Set exercise:
Reproduce the data below verbatim, from its first line up to and including the line with "395, 98, 425, 164".

..............................

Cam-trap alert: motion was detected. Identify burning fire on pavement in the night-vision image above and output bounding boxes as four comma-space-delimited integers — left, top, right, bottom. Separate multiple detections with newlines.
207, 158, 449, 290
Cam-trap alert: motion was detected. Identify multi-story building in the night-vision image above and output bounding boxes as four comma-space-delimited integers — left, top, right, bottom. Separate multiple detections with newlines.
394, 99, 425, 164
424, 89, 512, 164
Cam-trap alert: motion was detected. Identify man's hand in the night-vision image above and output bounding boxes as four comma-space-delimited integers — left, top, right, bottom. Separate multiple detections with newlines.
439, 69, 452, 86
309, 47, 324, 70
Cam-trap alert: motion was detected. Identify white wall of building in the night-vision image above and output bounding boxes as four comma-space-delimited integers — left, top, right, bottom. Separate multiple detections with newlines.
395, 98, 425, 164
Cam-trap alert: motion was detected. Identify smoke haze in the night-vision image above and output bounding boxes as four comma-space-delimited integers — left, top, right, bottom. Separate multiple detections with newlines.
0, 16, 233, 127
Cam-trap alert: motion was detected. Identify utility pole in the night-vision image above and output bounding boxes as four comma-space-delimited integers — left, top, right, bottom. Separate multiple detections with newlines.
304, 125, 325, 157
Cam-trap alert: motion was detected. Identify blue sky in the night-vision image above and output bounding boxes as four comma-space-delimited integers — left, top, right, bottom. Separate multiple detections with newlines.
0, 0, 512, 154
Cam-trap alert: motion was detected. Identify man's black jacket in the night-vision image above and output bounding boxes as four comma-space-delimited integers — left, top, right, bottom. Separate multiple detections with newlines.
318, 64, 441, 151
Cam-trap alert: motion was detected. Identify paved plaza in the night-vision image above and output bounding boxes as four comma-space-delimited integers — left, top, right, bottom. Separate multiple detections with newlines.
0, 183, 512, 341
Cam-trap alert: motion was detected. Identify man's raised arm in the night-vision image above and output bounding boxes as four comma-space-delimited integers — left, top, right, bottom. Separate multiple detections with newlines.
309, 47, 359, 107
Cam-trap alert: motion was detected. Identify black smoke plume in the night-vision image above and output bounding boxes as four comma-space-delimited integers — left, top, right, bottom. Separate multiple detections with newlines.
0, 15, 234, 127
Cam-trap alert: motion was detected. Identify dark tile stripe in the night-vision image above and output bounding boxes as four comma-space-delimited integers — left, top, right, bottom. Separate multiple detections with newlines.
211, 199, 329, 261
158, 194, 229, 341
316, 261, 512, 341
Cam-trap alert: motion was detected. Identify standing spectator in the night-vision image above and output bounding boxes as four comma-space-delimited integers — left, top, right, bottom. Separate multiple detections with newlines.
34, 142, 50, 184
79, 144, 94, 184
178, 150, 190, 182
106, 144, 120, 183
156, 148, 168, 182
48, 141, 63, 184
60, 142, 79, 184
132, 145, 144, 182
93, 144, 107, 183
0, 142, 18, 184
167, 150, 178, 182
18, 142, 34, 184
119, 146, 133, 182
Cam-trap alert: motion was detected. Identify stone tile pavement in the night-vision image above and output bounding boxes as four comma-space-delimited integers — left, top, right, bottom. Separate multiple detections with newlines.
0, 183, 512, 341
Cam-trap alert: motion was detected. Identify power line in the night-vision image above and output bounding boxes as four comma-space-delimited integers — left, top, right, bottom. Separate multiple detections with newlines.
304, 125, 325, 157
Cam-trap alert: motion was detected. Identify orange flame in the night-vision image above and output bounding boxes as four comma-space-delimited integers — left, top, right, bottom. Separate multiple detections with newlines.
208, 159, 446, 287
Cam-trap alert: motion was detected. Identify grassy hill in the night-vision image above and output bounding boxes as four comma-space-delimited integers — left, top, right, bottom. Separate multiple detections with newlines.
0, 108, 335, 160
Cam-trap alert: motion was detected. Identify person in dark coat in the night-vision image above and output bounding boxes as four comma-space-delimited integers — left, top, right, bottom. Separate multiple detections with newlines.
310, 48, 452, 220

..............................

Task response:
Cam-trap alert: motion was detected. Identify burning fire on pavement in the night-vision image above and output bounding boxes as four comma-space-delimited integers — left, top, right, bottom. Separate multiple detections with newlines.
207, 158, 449, 290
Cam-trap alert: motion was detected. Identify multi-story building in the night-vision image above and output bounding boxes as four comma-space-delimited integers — left, top, right, bottom. Separate multiple detections with newlines.
394, 99, 425, 164
424, 89, 512, 164
Cam-trap alert: motion was detected. Identify man's hand in the night-vision image above and output bounding boxes as four comma-space-delimited integers — left, top, right, bottom. Separate multiple detections with newlines.
439, 69, 452, 86
309, 47, 324, 70
Cam-trap alert: motion was detected. Identify white wall of building in the night-vision image above and output bounding boxes as four comma-space-delimited integers — left, top, right, bottom. Separate multiple detections with newlines.
395, 98, 425, 164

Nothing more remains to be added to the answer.